#### Goal
In the records below, find the line containing "bail in this photo as pixel coordinates."; give it again exactly, along with every line that follows, and nothing else.

#### Entries from a pointing dataset
● ● ● ● ● ● ●

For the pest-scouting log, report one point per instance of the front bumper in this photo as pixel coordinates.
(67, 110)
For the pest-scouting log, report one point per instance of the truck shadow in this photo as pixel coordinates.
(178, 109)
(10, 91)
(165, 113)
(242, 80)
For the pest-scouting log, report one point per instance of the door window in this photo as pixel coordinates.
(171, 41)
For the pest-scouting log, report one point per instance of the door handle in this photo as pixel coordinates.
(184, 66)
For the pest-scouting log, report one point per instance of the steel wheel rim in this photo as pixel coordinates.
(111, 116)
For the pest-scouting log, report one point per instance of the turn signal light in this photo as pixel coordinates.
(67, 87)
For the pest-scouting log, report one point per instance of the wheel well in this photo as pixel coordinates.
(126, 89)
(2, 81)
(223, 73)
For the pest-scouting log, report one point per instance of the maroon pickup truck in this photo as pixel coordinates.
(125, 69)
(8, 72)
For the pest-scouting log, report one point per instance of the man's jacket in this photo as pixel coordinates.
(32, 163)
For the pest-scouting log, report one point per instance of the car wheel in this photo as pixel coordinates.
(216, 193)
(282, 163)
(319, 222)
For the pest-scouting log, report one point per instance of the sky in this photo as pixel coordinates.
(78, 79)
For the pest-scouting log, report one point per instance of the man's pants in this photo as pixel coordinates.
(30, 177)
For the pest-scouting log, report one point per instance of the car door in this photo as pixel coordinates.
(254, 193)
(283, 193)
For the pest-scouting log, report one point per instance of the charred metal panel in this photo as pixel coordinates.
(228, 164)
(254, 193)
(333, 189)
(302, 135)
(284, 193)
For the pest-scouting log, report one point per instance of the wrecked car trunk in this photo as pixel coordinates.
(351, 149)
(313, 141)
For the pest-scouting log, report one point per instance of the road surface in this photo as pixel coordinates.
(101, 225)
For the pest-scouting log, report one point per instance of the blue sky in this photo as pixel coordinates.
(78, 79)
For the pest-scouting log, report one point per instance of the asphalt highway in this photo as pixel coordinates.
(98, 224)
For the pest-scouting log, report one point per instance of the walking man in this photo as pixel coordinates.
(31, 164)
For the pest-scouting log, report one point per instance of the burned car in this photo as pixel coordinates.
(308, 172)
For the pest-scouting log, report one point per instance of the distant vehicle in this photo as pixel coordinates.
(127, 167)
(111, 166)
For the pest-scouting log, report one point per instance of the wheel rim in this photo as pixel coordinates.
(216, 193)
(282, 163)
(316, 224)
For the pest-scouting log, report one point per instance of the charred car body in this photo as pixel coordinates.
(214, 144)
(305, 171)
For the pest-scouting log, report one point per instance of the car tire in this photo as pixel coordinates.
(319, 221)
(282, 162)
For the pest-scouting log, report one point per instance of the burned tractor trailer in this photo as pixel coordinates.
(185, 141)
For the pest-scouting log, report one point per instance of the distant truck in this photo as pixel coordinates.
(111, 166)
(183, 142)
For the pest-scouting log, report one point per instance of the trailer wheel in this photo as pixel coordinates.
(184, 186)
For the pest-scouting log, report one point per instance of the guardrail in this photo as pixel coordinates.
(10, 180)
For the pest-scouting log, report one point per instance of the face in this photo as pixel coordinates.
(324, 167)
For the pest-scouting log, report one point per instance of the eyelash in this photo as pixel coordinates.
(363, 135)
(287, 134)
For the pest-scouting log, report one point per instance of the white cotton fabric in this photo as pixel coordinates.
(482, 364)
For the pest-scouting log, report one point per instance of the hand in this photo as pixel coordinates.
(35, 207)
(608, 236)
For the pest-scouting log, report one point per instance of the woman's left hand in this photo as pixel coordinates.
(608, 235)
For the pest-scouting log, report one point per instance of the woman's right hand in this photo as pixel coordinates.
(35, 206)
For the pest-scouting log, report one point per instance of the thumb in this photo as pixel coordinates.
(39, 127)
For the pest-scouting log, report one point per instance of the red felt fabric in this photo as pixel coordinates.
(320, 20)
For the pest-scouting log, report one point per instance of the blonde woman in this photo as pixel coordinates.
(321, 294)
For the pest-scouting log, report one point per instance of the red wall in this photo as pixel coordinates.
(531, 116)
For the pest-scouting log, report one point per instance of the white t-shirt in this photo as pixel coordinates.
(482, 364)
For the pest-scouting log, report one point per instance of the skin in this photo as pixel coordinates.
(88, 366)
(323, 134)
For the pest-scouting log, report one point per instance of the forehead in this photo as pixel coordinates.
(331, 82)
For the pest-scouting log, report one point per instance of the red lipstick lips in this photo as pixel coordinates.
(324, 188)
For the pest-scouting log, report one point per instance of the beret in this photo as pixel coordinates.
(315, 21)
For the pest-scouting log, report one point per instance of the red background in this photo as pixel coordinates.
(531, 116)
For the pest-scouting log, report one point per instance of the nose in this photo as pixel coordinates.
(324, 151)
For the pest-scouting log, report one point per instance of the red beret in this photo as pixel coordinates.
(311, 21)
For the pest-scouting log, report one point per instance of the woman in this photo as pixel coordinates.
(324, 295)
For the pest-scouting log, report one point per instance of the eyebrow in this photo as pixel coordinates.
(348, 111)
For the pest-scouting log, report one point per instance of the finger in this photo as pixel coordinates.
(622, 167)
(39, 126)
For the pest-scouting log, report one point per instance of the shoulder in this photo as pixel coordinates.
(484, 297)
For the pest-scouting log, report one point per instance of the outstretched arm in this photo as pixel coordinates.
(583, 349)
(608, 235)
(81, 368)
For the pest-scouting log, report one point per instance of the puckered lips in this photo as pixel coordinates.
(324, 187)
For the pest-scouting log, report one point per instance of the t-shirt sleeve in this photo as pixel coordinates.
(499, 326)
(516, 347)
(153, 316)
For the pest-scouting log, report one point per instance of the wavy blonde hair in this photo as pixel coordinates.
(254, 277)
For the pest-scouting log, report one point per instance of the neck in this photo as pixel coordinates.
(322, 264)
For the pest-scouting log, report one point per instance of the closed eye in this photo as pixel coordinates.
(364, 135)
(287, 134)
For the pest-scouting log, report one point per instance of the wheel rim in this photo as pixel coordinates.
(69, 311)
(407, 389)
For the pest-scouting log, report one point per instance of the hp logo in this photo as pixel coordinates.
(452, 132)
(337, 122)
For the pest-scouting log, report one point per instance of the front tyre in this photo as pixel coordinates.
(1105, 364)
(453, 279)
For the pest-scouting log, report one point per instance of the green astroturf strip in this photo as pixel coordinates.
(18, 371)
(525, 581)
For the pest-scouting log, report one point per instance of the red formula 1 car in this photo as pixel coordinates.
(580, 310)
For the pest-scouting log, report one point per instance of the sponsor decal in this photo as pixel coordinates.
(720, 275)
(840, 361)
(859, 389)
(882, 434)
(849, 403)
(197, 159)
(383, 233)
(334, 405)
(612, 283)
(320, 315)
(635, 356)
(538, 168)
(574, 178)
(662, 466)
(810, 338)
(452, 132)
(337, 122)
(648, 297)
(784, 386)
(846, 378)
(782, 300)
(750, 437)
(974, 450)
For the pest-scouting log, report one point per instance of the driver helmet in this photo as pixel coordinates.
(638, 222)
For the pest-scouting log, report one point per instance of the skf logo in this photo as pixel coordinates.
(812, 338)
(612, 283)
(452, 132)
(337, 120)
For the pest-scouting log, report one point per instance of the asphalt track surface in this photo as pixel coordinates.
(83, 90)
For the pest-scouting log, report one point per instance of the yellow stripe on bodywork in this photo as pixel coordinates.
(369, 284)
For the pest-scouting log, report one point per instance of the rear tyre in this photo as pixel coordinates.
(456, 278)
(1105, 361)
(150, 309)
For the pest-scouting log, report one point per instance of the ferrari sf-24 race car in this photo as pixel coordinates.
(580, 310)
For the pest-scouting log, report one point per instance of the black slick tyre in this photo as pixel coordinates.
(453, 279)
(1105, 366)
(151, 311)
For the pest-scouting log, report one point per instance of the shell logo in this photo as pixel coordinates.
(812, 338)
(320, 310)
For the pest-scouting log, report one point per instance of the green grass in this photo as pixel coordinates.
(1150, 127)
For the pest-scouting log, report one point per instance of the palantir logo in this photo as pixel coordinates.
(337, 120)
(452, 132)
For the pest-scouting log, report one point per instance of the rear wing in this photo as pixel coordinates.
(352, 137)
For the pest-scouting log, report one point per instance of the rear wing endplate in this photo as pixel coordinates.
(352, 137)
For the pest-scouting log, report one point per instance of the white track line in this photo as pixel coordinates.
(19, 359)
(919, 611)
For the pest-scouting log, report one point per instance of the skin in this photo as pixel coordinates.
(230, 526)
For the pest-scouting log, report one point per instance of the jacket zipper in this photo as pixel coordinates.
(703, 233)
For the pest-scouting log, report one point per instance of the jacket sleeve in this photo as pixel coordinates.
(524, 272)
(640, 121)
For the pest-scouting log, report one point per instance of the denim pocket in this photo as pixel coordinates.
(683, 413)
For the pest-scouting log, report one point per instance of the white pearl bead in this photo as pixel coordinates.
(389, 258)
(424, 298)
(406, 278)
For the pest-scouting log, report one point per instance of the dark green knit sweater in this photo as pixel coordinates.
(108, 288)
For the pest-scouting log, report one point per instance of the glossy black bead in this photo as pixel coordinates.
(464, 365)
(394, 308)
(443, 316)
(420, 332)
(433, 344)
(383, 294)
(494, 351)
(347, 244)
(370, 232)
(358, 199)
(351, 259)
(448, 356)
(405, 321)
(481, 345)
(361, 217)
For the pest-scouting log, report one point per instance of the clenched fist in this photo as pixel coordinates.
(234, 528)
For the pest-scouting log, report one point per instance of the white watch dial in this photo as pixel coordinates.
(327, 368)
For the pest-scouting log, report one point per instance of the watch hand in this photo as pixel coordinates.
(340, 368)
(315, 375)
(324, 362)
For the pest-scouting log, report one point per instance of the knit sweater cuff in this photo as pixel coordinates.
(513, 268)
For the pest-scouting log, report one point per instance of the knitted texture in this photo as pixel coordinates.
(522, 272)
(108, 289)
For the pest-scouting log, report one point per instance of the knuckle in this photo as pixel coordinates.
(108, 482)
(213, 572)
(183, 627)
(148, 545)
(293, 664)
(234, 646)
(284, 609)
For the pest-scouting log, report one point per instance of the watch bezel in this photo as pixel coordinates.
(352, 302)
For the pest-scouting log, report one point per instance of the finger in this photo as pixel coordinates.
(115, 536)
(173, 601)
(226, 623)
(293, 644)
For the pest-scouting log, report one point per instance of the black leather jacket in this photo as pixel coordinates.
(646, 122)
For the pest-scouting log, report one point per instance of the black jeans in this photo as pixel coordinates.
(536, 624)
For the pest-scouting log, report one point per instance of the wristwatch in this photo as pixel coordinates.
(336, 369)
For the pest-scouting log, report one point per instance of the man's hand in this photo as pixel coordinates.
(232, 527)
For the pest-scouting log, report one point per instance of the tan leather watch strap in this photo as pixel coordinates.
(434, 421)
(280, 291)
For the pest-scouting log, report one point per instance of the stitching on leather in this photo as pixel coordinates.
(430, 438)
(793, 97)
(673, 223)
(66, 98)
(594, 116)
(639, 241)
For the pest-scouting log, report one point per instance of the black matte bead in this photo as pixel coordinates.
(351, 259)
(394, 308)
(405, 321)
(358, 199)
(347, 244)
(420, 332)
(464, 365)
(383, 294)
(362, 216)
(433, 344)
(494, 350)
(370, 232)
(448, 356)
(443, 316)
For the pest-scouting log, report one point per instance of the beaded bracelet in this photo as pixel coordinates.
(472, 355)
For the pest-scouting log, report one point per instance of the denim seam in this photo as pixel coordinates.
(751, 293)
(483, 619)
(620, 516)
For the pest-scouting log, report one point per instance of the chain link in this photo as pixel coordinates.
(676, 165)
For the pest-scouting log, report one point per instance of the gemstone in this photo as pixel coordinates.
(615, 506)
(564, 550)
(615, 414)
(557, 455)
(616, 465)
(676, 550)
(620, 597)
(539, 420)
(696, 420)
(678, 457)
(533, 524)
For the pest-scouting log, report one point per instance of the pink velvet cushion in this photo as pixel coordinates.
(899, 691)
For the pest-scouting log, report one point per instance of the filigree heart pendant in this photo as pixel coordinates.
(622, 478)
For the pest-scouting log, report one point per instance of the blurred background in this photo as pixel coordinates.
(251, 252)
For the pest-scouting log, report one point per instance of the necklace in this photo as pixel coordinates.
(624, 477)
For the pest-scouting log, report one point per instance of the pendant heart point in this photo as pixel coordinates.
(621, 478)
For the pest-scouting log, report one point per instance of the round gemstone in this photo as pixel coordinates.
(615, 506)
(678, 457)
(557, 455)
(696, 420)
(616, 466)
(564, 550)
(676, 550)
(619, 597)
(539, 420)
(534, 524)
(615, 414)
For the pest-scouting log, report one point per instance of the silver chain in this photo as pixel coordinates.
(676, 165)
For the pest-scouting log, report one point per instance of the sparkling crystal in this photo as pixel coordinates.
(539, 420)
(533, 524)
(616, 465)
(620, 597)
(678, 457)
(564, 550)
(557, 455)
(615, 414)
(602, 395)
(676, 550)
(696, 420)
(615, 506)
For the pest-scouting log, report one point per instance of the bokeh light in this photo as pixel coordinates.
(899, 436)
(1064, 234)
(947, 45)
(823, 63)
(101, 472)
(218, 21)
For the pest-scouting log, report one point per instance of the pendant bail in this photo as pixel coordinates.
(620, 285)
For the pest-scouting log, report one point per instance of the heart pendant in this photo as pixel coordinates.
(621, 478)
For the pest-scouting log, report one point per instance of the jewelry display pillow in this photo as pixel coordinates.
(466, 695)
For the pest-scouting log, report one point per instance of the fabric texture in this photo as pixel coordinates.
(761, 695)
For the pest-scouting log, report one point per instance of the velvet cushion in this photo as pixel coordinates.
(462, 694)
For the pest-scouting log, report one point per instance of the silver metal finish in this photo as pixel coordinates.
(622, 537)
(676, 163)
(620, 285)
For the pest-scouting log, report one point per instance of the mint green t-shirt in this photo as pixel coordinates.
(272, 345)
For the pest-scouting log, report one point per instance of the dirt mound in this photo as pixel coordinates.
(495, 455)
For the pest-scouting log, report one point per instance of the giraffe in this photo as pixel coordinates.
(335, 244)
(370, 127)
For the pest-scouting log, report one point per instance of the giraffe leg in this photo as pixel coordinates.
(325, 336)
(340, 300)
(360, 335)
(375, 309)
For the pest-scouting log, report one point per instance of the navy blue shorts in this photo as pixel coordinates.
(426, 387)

● ● ● ● ● ● ●

#### Answer for the task
For the pest-scouting log, report one point per instance of the pendant bail in this photo as pixel coordinates.
(620, 285)
For the pest-scouting log, report one point per instance of the heart pendant in this photo as pixel coordinates.
(621, 478)
For the pest-scouting log, report one point per instance of the jewelry display pillow in this photo as pixel coordinates.
(466, 695)
For the pest-scouting log, report one point per instance of the fabric texture in this photo as pixel coordinates.
(761, 695)
For the pest-scouting log, report one point per instance of the velvet cushion in this photo as pixel coordinates.
(462, 694)
For the pest-scouting log, report one point per instance of the silver metal finish in this photo as pixel coordinates.
(622, 537)
(676, 163)
(620, 285)
For the pest-scouting log, report one point per instance of the mint green t-shirt in this photo as pixel coordinates.
(272, 345)
For the pest-scouting log, report one point per instance of the dirt mound in this photo as pixel coordinates.
(495, 455)
For the pest-scouting log, report one point per instance of the giraffe in this photo as pixel coordinates.
(335, 244)
(370, 127)
For the pest-scouting log, report one point per instance of the giraffe leg in this photo as pixel coordinates.
(325, 336)
(340, 300)
(360, 335)
(375, 309)
For the pest-scouting log, report one point per instance of the navy blue shorts in this photo as pixel coordinates.
(426, 387)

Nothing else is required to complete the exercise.